The exercise → Arrange the entries below as a two-column CSV with the headers instruction and coordinates. Give one row per entry, with its text and its answer each in one quoted field and line breaks replaced by spaces, and leave the pictures out.

Point placement entries →
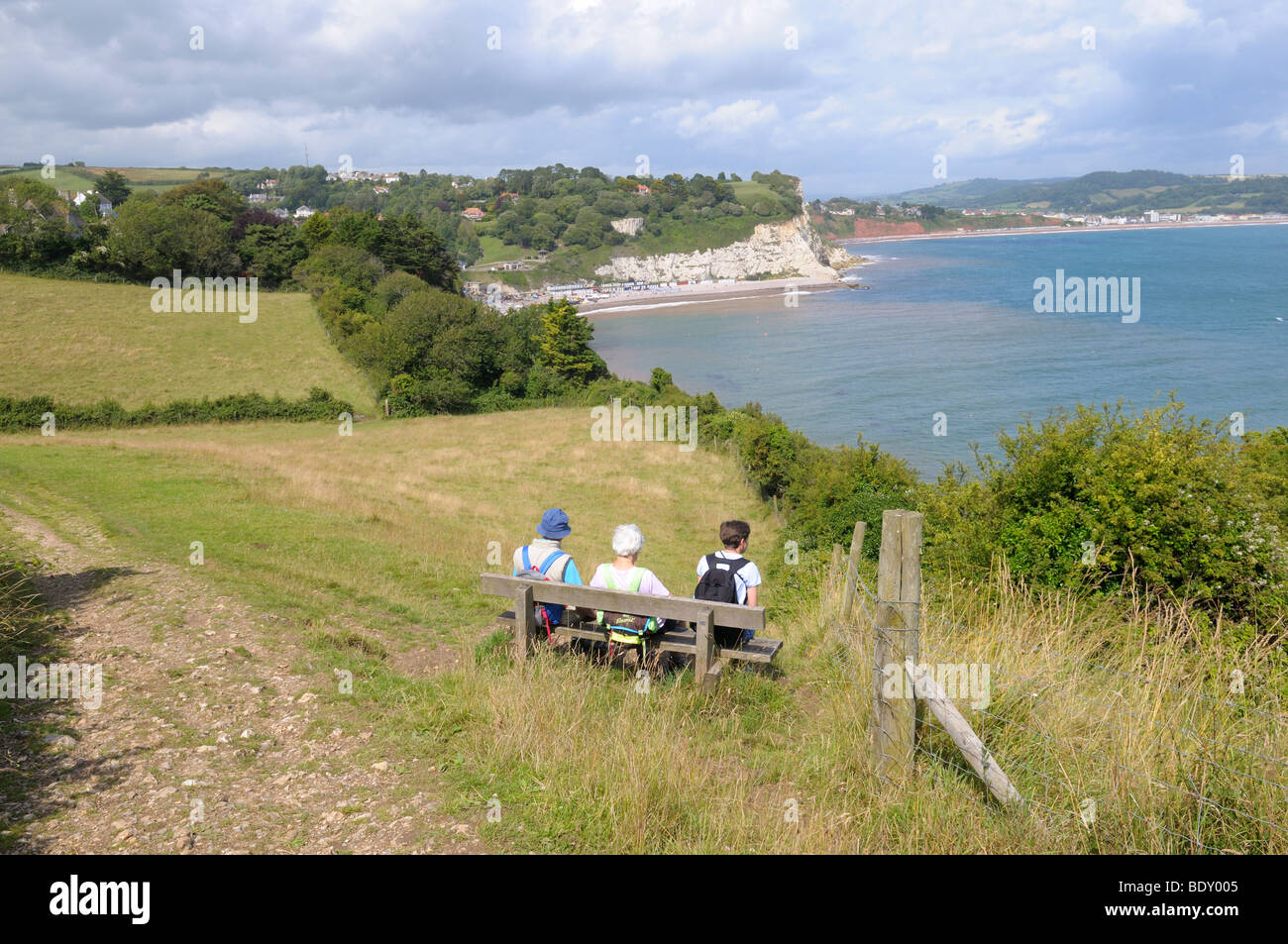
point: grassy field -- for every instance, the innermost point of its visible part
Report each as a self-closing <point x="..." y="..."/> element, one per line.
<point x="378" y="539"/>
<point x="361" y="554"/>
<point x="141" y="179"/>
<point x="80" y="342"/>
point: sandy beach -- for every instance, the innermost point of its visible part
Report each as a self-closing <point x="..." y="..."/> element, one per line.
<point x="638" y="301"/>
<point x="1030" y="231"/>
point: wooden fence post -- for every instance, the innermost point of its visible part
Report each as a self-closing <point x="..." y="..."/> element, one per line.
<point x="851" y="569"/>
<point x="833" y="575"/>
<point x="897" y="631"/>
<point x="962" y="734"/>
<point x="706" y="666"/>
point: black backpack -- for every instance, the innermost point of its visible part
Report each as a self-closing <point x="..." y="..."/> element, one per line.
<point x="717" y="583"/>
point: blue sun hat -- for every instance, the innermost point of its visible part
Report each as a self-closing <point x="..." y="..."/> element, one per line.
<point x="554" y="524"/>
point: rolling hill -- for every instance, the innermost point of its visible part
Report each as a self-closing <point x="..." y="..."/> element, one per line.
<point x="1112" y="192"/>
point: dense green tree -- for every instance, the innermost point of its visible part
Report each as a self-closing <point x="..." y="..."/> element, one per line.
<point x="565" y="346"/>
<point x="270" y="253"/>
<point x="210" y="196"/>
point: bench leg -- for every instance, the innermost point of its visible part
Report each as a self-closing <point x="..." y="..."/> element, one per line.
<point x="523" y="623"/>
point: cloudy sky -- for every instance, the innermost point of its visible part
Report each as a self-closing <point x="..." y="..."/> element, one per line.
<point x="857" y="98"/>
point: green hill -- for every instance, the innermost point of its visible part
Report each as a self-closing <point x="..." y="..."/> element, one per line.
<point x="1113" y="192"/>
<point x="84" y="342"/>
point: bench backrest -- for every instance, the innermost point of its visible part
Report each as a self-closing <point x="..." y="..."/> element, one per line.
<point x="625" y="601"/>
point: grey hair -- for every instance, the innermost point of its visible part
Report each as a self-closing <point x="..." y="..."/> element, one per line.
<point x="627" y="540"/>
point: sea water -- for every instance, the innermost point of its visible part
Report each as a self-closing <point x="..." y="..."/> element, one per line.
<point x="945" y="347"/>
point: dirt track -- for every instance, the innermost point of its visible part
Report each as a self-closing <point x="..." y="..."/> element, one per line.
<point x="211" y="736"/>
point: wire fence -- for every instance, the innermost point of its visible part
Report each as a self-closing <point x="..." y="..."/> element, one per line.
<point x="1124" y="760"/>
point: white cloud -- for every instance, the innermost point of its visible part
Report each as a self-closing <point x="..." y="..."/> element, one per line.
<point x="694" y="119"/>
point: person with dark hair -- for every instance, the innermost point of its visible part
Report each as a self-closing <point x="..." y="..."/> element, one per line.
<point x="726" y="576"/>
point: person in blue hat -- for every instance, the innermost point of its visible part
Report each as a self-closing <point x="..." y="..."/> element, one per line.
<point x="548" y="558"/>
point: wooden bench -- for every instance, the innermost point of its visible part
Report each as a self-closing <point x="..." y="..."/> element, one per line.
<point x="706" y="616"/>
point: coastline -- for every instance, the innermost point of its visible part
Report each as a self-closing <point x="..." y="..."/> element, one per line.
<point x="1034" y="231"/>
<point x="699" y="294"/>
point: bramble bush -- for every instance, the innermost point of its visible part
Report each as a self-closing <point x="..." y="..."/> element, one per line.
<point x="18" y="415"/>
<point x="1100" y="498"/>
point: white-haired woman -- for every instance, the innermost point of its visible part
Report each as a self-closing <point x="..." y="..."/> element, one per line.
<point x="623" y="574"/>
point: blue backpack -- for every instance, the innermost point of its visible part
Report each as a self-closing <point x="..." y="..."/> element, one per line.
<point x="546" y="613"/>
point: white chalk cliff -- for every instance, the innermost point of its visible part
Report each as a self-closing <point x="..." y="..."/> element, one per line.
<point x="791" y="248"/>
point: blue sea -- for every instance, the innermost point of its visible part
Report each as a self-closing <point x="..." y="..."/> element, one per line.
<point x="947" y="339"/>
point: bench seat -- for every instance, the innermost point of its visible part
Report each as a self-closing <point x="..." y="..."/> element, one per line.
<point x="703" y="616"/>
<point x="758" y="649"/>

Solution below →
instruction,coordinates
"point: grassy field -- for every instance, the innermost point of its visible part Report each as a self-closing <point x=""..."" y=""...""/> element, one per line.","<point x=""378"" y=""539""/> <point x=""361"" y=""554""/> <point x=""141"" y=""179""/> <point x=""80"" y=""342""/>"
"point: sandy beach -- for every instance, the innermost point of its visible part Report each as a self-closing <point x=""..."" y=""...""/> element, one per line.","<point x=""638"" y=""301""/> <point x=""1030"" y=""231""/>"
"point: wooden fence post -- for every instance, the innermost point of its visible part Report each as a self-closing <point x=""..."" y=""...""/> element, one per line.","<point x=""851"" y=""569""/> <point x=""833"" y=""575""/> <point x=""897"" y=""631""/> <point x=""962"" y=""734""/> <point x=""706"" y=""666""/>"
"point: black backpack -- for every instance, the innermost point of its visible part Report each as a self-closing <point x=""..."" y=""...""/> element, one per line.","<point x=""717"" y=""583""/>"
"point: blue sun hat -- for every instance, the innermost point of its visible part Report each as a self-closing <point x=""..."" y=""...""/> element, one per line.","<point x=""554"" y=""524""/>"
"point: rolling hill -- for every instance, the innermost point of its visible part Report each as a self-closing <point x=""..."" y=""...""/> element, one per line.","<point x=""1112"" y=""192""/>"
"point: dense green tree -- for every instance, the innermost point of its visible part Report each as a self-closing <point x=""..."" y=""...""/> element, one per line.","<point x=""565"" y=""346""/> <point x=""270"" y=""253""/> <point x=""210"" y=""196""/>"
"point: bench leg -- for every instance, the innermost point of its visible part Report each as a self-closing <point x=""..."" y=""...""/> element, one per line.","<point x=""523"" y=""623""/>"
"point: cloudy sky -- for every instance, the innermost point of its visible part Report each as a self-closing <point x=""..."" y=""...""/> element, one per line.","<point x=""857"" y=""98""/>"
"point: green hill -- for every instance, the innermost point of its visible part Report each as a self-closing <point x=""..."" y=""...""/> element, one per line.","<point x=""1113"" y=""192""/> <point x=""84"" y=""342""/>"
"point: bench backrest -- for every instance, the innermost point of its visible part Report each as a self-closing <point x=""..."" y=""...""/> element, one per line.","<point x=""625"" y=""601""/>"
"point: grey hair -- for every instance, the innermost point of its visible part Report each as a self-closing <point x=""..."" y=""...""/> element, one per line.","<point x=""627"" y=""540""/>"
"point: sea water -- for every instance, the innermost point of its visible part Report each as a self-closing <point x=""..."" y=""...""/> element, one per line.","<point x=""945"" y=""347""/>"
"point: dirt track -- for every instance, the innermost point of its visible part Report each as a self-closing <point x=""..."" y=""...""/> element, one per line.","<point x=""211"" y=""736""/>"
"point: wire fence -- for every instance, the innermost point of its visible part Report each as a self-closing <point x=""..."" y=""...""/> element, one per line.","<point x=""1124"" y=""760""/>"
"point: white cloud -- for every instance, the innermost point of its visible part Report each as a self-closing <point x=""..."" y=""...""/> element, one per line.","<point x=""694"" y=""119""/>"
"point: person with dark hair -- for every instance, the innermost point of its visible part Report each as a self-closing <point x=""..."" y=""...""/> element, one per line.","<point x=""726"" y=""576""/>"
"point: person in blue hat -- for every instance, the innermost point of its visible part Report each as a self-closing <point x=""..."" y=""...""/> element, one per line.","<point x=""548"" y=""558""/>"
"point: wooden bench -- for every instance, the innermost point of its visible part Report each as a self-closing <point x=""..."" y=""...""/> element, one per line.","<point x=""706"" y=""616""/>"
"point: coastline -- for every instance, the innermost point of its visible part Report each as a self-closing <point x=""..."" y=""...""/> element, one per line.","<point x=""1034"" y=""231""/> <point x=""699"" y=""294""/>"
"point: bramble bush -- for every instance, the innermost point of its visible part Report each as a self-closing <point x=""..."" y=""...""/> element, one per line.","<point x=""18"" y=""415""/> <point x=""1100"" y=""498""/>"
"point: white-haired woman -- for every instance, the innermost point of its visible part Report each as a self-closing <point x=""..."" y=""...""/> element, one per line.","<point x=""623"" y=""574""/>"
"point: blue backpack -- for every instance, the innermost point of its visible part Report each as a self-closing <point x=""..."" y=""...""/> element, one per line.","<point x=""546"" y=""613""/>"
"point: white chalk cliff -- for every instance, the innermost point of its visible part Report each as a self-closing <point x=""..."" y=""...""/> element, one per line.","<point x=""791"" y=""248""/>"
"point: blue sea -- for every instance, the innermost point of its visible part Report each as a self-closing <point x=""..."" y=""...""/> element, one per line.","<point x=""947"" y=""339""/>"
"point: bench seat -- for every instance, the innermost point of its visible part Report each as a self-closing <point x=""..."" y=""...""/> element, one per line.","<point x=""703"" y=""616""/> <point x=""758"" y=""649""/>"